▶ [How to complete this task]: From the records below, please repeat exactly the line that has "Provide the segmentation of every instance of the man's shadow.", the line that has "Provide the segmentation of every instance of the wooden", and every line between them, and nothing else.

Segment Start: Information given

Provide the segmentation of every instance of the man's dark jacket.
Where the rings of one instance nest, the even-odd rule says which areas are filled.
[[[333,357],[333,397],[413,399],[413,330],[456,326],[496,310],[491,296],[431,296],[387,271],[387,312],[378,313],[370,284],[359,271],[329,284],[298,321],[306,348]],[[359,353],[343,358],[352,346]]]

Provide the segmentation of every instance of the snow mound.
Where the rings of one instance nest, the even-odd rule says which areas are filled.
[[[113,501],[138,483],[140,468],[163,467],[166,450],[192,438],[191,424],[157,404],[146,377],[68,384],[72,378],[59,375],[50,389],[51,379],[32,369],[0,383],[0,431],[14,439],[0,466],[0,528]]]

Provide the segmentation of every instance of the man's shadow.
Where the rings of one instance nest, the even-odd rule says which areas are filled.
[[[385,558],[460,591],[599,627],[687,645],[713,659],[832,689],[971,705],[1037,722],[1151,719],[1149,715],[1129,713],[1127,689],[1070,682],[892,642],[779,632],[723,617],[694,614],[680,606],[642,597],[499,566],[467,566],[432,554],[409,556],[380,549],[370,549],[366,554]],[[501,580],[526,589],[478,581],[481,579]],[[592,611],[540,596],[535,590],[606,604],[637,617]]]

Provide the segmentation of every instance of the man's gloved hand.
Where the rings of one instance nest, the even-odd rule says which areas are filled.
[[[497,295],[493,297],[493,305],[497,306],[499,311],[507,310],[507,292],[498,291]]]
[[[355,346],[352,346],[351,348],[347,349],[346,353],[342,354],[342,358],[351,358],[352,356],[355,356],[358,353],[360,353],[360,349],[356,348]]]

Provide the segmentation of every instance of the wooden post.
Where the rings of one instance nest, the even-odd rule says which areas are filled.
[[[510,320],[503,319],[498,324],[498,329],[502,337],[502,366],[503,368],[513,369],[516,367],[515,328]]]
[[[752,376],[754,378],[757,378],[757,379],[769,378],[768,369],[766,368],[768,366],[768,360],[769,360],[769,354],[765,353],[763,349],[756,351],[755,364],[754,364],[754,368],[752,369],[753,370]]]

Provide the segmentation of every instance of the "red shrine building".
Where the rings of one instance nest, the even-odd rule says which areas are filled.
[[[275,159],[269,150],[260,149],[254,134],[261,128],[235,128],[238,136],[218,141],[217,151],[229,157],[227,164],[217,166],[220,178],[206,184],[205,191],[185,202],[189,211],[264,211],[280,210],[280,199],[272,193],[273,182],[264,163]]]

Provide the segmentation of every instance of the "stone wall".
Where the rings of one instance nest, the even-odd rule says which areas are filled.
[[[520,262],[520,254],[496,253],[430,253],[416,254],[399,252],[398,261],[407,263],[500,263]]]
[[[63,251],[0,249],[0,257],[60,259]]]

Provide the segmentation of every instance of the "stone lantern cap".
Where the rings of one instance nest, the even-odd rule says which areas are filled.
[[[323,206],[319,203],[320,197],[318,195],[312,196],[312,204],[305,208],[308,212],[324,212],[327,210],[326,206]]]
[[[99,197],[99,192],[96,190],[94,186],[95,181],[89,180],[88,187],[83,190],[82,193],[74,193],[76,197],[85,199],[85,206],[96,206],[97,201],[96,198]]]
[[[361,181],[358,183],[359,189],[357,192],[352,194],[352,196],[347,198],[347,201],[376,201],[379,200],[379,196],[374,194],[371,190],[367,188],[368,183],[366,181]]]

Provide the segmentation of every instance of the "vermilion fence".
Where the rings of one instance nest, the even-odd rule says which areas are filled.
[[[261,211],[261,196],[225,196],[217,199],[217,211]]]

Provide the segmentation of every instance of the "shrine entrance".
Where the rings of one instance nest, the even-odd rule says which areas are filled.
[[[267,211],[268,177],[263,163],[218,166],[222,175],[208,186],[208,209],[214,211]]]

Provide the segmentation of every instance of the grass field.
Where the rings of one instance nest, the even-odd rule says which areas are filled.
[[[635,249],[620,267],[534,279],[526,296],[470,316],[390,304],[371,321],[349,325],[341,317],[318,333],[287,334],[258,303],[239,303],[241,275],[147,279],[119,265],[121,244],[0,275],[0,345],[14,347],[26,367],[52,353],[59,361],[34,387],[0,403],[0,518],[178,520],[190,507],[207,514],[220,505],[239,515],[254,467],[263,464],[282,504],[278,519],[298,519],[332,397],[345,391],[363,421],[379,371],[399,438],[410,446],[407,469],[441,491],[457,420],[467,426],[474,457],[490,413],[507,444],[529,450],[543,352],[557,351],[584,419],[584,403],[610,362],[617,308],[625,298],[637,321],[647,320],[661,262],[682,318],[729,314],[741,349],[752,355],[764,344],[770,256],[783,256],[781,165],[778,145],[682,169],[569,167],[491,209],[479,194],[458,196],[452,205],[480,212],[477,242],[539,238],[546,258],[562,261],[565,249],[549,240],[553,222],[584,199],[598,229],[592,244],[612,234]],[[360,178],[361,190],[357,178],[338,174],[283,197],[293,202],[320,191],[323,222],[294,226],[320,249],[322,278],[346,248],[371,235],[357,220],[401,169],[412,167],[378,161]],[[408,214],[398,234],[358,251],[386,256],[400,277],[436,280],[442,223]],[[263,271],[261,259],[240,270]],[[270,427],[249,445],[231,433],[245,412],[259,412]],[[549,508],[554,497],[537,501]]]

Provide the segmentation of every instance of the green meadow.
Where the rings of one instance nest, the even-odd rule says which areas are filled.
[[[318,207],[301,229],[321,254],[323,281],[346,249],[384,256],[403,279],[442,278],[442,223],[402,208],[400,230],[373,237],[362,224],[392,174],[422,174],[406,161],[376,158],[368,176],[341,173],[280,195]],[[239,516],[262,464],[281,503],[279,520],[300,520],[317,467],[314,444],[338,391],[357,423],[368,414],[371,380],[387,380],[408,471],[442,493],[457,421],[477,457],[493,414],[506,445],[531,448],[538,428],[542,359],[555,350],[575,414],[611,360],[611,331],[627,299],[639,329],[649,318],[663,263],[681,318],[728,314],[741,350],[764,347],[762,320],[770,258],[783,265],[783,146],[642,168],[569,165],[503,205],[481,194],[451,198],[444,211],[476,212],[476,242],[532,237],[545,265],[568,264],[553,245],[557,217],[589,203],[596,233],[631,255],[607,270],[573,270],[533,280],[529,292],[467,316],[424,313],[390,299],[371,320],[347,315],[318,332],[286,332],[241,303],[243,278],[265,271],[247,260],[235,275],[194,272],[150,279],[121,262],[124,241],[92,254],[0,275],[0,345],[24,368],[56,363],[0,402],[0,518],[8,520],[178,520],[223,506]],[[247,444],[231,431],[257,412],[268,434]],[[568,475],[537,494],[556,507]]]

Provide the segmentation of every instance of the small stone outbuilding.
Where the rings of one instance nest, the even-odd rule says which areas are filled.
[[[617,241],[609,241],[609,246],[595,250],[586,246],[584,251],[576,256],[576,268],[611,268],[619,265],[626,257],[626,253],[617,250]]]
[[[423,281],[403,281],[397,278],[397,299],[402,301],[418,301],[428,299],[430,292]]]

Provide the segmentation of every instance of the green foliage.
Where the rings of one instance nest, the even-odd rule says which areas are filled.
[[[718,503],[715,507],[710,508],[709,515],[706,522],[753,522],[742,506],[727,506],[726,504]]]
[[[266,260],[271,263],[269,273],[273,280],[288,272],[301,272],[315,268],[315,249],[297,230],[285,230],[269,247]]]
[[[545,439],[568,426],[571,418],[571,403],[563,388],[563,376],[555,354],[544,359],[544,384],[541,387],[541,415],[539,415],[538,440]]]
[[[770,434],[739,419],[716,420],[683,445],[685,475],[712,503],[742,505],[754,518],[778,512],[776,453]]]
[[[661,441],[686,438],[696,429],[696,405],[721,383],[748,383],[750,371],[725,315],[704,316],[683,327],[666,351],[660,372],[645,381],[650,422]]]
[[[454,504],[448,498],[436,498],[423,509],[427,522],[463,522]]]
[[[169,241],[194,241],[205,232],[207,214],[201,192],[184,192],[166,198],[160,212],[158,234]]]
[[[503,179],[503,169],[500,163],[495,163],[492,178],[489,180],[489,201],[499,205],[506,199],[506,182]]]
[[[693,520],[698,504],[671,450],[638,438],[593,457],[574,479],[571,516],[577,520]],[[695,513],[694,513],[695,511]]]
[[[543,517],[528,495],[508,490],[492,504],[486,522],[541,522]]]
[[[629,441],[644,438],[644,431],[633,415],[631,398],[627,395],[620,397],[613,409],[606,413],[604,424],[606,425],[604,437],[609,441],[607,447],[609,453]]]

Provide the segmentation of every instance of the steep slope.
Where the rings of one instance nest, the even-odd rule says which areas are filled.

Segment End: Information given

▶ [Written answer]:
Provide the segmentation of every instance of the man's shadow.
Where the rings of one instance nest, the even-odd rule says which areas are filled.
[[[385,558],[460,591],[599,627],[687,645],[713,659],[832,689],[971,705],[1037,722],[1151,719],[1149,715],[1129,713],[1127,689],[1070,682],[892,642],[779,632],[723,617],[694,614],[680,606],[642,597],[499,566],[467,566],[432,554],[409,556],[380,549],[370,549],[366,554]],[[501,580],[526,589],[478,581],[481,579]],[[592,611],[540,596],[535,590],[606,604],[637,617]]]

Provide the segmentation of every instance of the man's gloved hand.
Where the rings of one instance nest, the even-odd rule says which areas are filled.
[[[497,295],[493,297],[493,305],[497,306],[499,311],[507,310],[507,292],[498,291]]]
[[[355,346],[352,346],[351,348],[347,349],[346,353],[342,354],[342,358],[351,358],[352,356],[355,356],[358,353],[360,353],[360,349],[356,348]]]

Provide the segmentation of every instance of the wooden post.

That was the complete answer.